(Dataset excerpts on object pointing)
════

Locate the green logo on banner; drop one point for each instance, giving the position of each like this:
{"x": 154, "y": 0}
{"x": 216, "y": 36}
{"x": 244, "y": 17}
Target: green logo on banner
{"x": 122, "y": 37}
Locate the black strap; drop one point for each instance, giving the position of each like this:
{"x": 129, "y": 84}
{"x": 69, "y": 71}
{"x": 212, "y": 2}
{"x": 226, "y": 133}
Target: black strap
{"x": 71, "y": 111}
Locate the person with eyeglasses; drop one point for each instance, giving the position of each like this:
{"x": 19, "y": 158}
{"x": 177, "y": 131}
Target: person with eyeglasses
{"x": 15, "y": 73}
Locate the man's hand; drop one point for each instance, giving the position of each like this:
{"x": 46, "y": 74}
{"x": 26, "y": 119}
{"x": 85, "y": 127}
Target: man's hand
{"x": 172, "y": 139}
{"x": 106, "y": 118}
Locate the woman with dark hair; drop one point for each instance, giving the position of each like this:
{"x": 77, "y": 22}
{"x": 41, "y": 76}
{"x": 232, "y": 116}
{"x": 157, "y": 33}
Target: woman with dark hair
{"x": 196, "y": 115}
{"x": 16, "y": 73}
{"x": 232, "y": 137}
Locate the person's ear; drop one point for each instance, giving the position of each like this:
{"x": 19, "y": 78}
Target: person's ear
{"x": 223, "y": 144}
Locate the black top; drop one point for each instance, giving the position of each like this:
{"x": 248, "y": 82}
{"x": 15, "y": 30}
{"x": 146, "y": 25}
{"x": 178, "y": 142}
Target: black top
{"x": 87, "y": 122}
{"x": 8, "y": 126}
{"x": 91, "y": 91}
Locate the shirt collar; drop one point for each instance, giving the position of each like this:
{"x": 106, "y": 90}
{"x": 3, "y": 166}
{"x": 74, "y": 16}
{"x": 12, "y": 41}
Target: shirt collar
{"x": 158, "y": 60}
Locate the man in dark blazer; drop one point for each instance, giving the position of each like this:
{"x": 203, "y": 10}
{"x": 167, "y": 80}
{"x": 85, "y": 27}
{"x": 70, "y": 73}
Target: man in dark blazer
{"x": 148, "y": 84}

════

Goal: Rewrite the rows from the line with "Locate the man in" through the end of the rows, swapping every "blazer" for "jacket" and keeping all else the same.

Correct response:
Locate the man in dark jacket; drop one point for each instance, giving the position of each like this:
{"x": 203, "y": 10}
{"x": 167, "y": 80}
{"x": 85, "y": 27}
{"x": 70, "y": 73}
Target: man in dark jacket
{"x": 148, "y": 84}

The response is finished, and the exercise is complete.